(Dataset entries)
++++++++

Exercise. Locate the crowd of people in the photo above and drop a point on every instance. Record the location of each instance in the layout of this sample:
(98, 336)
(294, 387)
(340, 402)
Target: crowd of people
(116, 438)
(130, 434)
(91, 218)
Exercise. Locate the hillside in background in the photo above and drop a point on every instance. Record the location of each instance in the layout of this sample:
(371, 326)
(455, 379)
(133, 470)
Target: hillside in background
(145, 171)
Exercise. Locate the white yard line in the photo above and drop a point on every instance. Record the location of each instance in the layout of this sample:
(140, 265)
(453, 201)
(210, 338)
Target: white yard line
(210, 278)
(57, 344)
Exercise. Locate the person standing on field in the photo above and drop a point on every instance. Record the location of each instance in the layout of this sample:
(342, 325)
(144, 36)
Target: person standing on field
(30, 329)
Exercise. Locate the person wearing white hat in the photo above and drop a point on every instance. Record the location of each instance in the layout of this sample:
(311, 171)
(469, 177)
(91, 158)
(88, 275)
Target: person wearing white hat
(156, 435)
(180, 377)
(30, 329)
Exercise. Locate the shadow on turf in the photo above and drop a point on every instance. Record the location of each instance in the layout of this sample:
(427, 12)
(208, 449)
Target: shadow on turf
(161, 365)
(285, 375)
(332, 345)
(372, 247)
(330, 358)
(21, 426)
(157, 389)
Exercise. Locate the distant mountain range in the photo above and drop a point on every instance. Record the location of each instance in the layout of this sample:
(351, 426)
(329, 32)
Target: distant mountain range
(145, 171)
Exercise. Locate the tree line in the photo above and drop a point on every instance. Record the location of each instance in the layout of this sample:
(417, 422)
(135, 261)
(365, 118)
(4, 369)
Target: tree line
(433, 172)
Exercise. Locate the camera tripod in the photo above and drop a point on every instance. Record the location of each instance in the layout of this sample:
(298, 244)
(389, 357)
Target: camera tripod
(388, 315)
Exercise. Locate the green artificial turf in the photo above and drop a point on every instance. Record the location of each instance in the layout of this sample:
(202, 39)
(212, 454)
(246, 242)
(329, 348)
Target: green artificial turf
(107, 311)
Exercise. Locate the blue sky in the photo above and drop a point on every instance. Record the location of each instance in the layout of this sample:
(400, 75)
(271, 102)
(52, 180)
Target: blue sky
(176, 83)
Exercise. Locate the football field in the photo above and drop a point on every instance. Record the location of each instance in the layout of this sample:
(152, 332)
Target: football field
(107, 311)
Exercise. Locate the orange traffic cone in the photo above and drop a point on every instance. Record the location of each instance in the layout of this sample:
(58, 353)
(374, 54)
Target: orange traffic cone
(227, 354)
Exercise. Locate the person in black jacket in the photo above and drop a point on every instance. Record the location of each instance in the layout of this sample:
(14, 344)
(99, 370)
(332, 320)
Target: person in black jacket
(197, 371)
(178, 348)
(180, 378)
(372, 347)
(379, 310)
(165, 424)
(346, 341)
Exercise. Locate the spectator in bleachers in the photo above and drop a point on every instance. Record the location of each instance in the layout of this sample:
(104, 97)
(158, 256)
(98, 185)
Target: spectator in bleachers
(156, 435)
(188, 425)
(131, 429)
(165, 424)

++++++++

* _Exercise brief_:
Would you restate every record word for word?

* _Written solution_:
Exercise. Locate the crowd of people in the photo above and drop a point on every instance. Record the location of each instance in the layout of this sample:
(98, 336)
(294, 387)
(340, 402)
Target: crowd of people
(116, 438)
(130, 434)
(91, 218)
Exercise. Locate the hillside in background in the photo above and drop a point on every instance. Record the location of each instance in the layout of this sample:
(371, 326)
(455, 379)
(133, 470)
Target: hillside in background
(145, 171)
Exercise. Locate the white yard line in the photo above and drop a point on every instance. Record the location of each instance in the layout of this sample:
(140, 265)
(453, 201)
(210, 338)
Target: white yard line
(210, 278)
(57, 344)
Exercise. Locate the person standing on field in the photo above and drop a point on every instance. Record the location of each instance in the layout of this sample:
(342, 325)
(144, 36)
Target: person standing on field
(30, 329)
Exercise. Locate the person wearing white hat in the photo above and drop a point on every instance. Record the location of each instance in the layout of this sample:
(311, 171)
(469, 177)
(91, 158)
(88, 275)
Target: person wearing white hat
(156, 435)
(180, 377)
(30, 329)
Exercise. Locate the shadow on turf in the photo above and drop a point on every instance. Record the location of each instance in the layout of this sample:
(427, 12)
(208, 449)
Target: shadow on turf
(161, 365)
(285, 375)
(332, 345)
(372, 247)
(330, 358)
(21, 426)
(157, 389)
Exercise. Locate the distant mountain range in the photo above and drop a point on every instance. Record the location of each instance in the layout of this sample:
(351, 426)
(329, 32)
Target: distant mountain range
(145, 171)
Exercise. Locate the tree line in the photo above and drop a point on every instance. Record the location of each instance in the layout of this sample:
(417, 422)
(135, 261)
(365, 118)
(4, 369)
Target: tree line
(433, 172)
Exercise. Locate the camera tripod in the photo above and drop a point on every instance. Record the location of each instance in the layout of this sample:
(298, 244)
(389, 357)
Target: camera tripod
(388, 315)
Exercise. Locate the green artificial turf in the photo above and drop a point on every instance. Record the location of each instance in the layout of this sample:
(202, 39)
(212, 454)
(246, 242)
(329, 348)
Target: green artificial turf
(107, 311)
Exercise. Locate the blue sky in the photo above and drop a point on every instance. Record the location of each instance in the layout of this sample:
(400, 75)
(271, 102)
(52, 180)
Target: blue sky
(176, 83)
Exercise. Locate the football field in the photo above and drop a point on every instance. Record the location of each instance in the layout of this sample:
(152, 332)
Target: football field
(107, 311)
Exercise. Locate the orange traffic cone in the photo above and drop a point on every instance. Record the location of each instance in the layout of this sample:
(58, 353)
(374, 54)
Target: orange traffic cone
(227, 354)
Exercise. Locate the person in black jacket in the photo above and drop a point on every instance. Record the location of each instance in the layout of this sample:
(14, 344)
(99, 370)
(332, 320)
Target: person in black jacket
(197, 371)
(178, 348)
(180, 378)
(372, 347)
(379, 310)
(165, 424)
(346, 341)
Exercise. Locate the spectator in bleachers in the photo above and drop a point on every instance. Record the location of each instance in the layout of this sample:
(104, 97)
(158, 256)
(98, 185)
Target: spectator in bleachers
(156, 435)
(188, 425)
(131, 429)
(165, 424)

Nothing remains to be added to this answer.